- _Selected extract_:

-- Opening Marker --

Daley suffered broken shins in 2018 and had to undergo knee surgery earlier this year
Lee (left) grew up idolising Daley. ‘Now we are best mates and Olympic gold medallists’
However, to do that they had to overcome the formidable world champion Chinese pair. Daley and Lee trailed Cao Yuan and Chen Aisen after three of six dives but an error by the favourites in the fourth round put the British duo ahead.
They were able to sustain that lead going into the final and most difficult dive, which they executed perfectly to score 101.01. And that proved to be enough, despite an agonising wait to see the final result after Cao and Chen scored 101.52 with their last effort – meaning just 1.23 points separated the pairs.
‘We were waiting and hoping to see a two next to China’s name and when we did, I just lost my c***!’ said Lee, who was making his Olympics debut.
Lee first met Daley as a nine-year-old and admitted it was surreal to win gold with his hero, who even hung the medal around his partner’s neck.
‘When I was younger, I was a fan of Tom’s and I always watched him and idolised him and I wanted to be him basically,’ added Lee. ‘Now years on we are best mates and Olympic gold medallists. It is pretty crazy.’
Daley, who begins his individual event on Friday week, had previously said he would likely retire if he completed his gold medal mission. Yet when asked if that was still the case following Monday’s win, he admitted: ‘That’s kind of one of those things you say because you want to win an Olympic gold medal but never think you actually will.
‘No, I think I’m going to carry on. I’m definitely going to take a break after this. There are some beverages with my name on it to celebrate with my husband and family at home. But there’s only three years now to Paris, so we’ll see.’

-- Closing Marker --

- _Data section_:
-- Opening Marker --

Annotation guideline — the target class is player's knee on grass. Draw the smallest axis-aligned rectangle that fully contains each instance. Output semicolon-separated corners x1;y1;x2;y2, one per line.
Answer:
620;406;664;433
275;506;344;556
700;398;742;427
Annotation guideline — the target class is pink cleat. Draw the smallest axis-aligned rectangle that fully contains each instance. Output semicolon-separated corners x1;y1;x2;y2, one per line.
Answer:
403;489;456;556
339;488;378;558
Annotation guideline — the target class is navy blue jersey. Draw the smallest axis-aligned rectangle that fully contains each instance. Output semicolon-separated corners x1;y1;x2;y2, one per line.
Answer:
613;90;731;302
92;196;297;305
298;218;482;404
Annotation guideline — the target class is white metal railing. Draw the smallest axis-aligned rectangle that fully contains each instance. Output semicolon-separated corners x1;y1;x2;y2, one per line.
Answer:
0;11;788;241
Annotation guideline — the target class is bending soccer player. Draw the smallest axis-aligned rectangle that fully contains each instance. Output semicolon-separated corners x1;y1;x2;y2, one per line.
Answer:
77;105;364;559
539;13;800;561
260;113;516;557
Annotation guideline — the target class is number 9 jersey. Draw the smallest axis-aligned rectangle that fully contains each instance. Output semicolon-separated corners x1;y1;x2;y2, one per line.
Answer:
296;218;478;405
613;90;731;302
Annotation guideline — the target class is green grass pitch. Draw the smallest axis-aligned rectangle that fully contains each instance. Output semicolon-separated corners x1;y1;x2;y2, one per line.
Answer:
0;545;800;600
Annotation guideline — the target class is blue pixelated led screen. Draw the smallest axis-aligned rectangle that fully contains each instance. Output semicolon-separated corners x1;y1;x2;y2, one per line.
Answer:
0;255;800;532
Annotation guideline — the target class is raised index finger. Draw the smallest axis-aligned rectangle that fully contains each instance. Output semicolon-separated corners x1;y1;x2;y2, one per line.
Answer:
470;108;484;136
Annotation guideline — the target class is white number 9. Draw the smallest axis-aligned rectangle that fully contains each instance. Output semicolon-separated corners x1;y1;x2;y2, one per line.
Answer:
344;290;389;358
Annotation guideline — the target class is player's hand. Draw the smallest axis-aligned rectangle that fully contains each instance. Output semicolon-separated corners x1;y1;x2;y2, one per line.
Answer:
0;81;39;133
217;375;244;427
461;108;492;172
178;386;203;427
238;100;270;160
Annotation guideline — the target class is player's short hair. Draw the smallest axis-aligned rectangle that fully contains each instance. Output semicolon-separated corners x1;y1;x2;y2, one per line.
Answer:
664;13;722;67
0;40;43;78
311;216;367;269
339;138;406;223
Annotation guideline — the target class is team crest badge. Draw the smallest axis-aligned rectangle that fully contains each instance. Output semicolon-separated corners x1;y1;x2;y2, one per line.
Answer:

-- Closing Marker --

- _Activity 1_:
List every person the diving article names, one per line.
- _Activity 2_:
In the diving article, what score did Daley and Lee earn for their final dive?
- _Activity 3_:
Transcribe the stretch of the diving article from "Daley suffered broken" through "his Olympics debut.".

- _Answer 1_:
Daley
Lee
Cao Yuan
Chen Aisen

- _Answer 2_:
101.01

- _Answer 3_:
Daley suffered broken shins in 2018 and had to undergo knee surgery earlier this year
Lee (left) grew up idolising Daley. ‘Now we are best mates and Olympic gold medallists’
However, to do that they had to overcome the formidable world champion Chinese pair. Daley and Lee trailed Cao Yuan and Chen Aisen after three of six dives but an error by the favourites in the fourth round put the British duo ahead.
They were able to sustain that lead going into the final and most difficult dive, which they executed perfectly to score 101.01. And that proved to be enough, despite an agonising wait to see the final result after Cao and Chen scored 101.52 with their last effort – meaning just 1.23 points separated the pairs.
‘We were waiting and hoping to see a two next to China’s name and when we did, I just lost my c***!’ said Lee, who was making his Olympics debut.